Studio album by Ismo Alanko Säätiö
- Released: 2000
- Genre: Alternative rock, Art rock
- Length: 61:37
- Label: Poko Rekords
- Producer: Janne Haavisto

Ismo Alanko Säätiö chronology
| Pulu (1998) | Sisäinen solarium (2000) | Hallanvaara (2002) |

= Sisäinen solarium =

Sisäinen solarium (Finnish for "the Inner Solarium" or "Solarium Within") is the second album of Ismo Alanko Säätiö, released in 2000. It is similar in style to their debut album, Pulu, with its folk influences and extensive use of Kimmo Pohjonen's accordion. It, as its predecessor, reached #1 on the Finnish album charts.

The album's tracks were originally composed for Labra show made for Culture Year 2000 with Stefan Lindfors. Lindfors handled the visual design while Alanko handled the musical side with Säätiö. Alanko told that he wanted to make music that was Finnish, but that sounded universal so that language wouldn't be a barrier while listening to it. He also wanted a choir for the project (this can be clearly heard on the album's opening track "Kirskainen Hyvätyinen") which has strong similarities to Värttinä's vocal harmonies in songs such as Kosovo.

- [Work instructions]
1. Answer these from the Sisäinen solarium article:
(a) Who produced the album?
(b) Whose accordion is used extensively on it?
(c) Who handled the visual design for the Labra show?
2. Echo the passage of the Sisäinen solarium article starting with "Sisäinen solarium (Finnish" and going on through "such as Kosovo.".
None of the material after this point is needed.

- [Data excerpt]
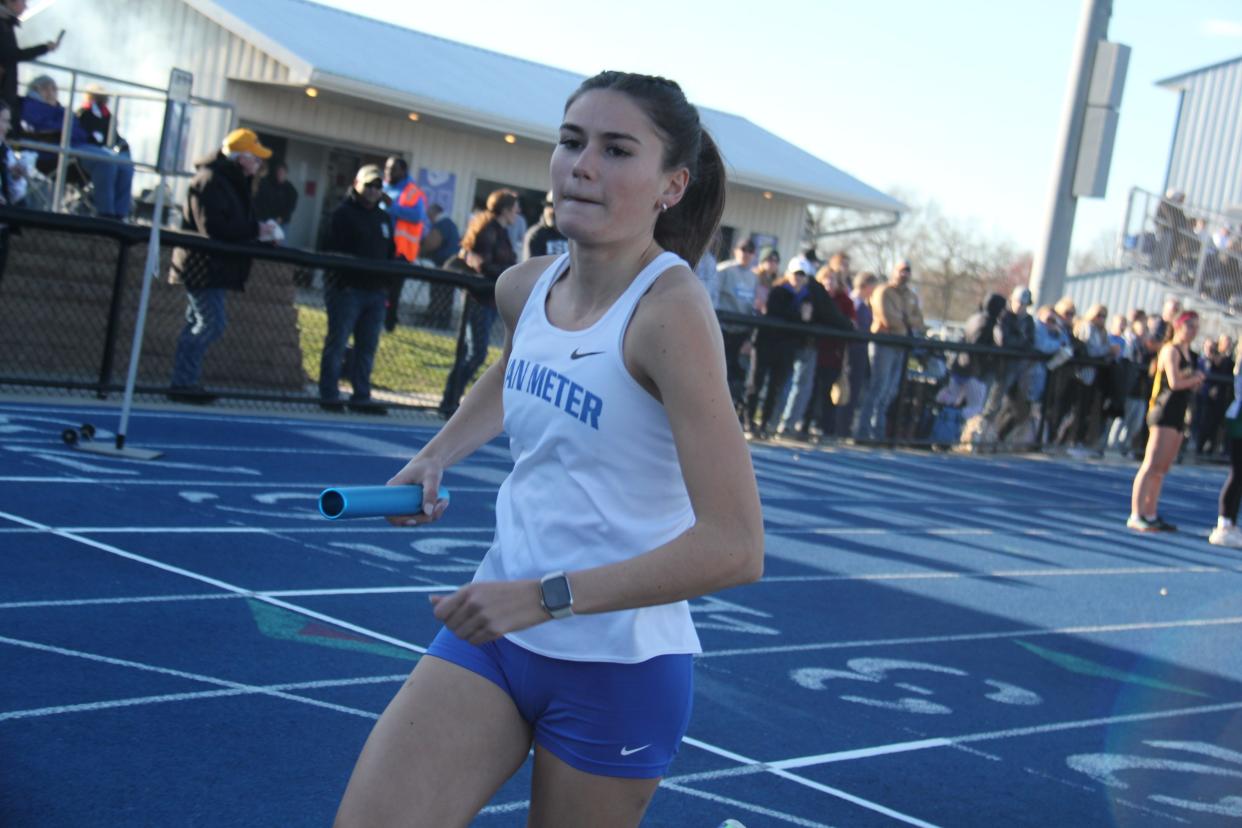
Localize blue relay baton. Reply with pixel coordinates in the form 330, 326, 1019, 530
319, 485, 448, 520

- [Answers by task]
1.
(a) Janne Haavisto
(b) Kimmo Pohjonen's
(c) Stefan Lindfors

2.
Sisäinen solarium (Finnish for "the Inner Solarium" or "Solarium Within") is the second album of Ismo Alanko Säätiö, released in 2000. It is similar in style to their debut album, Pulu, with its folk influences and extensive use of Kimmo Pohjonen's accordion. It, as its predecessor, reached #1 on the Finnish album charts.

The album's tracks were originally composed for Labra show made for Culture Year 2000 with Stefan Lindfors. Lindfors handled the visual design while Alanko handled the musical side with Säätiö. Alanko told that he wanted to make music that was Finnish, but that sounded universal so that language wouldn't be a barrier while listening to it. He also wanted a choir for the project (this can be clearly heard on the album's opening track "Kirskainen Hyvätyinen") which has strong similarities to Värttinä's vocal harmonies in songs such as Kosovo.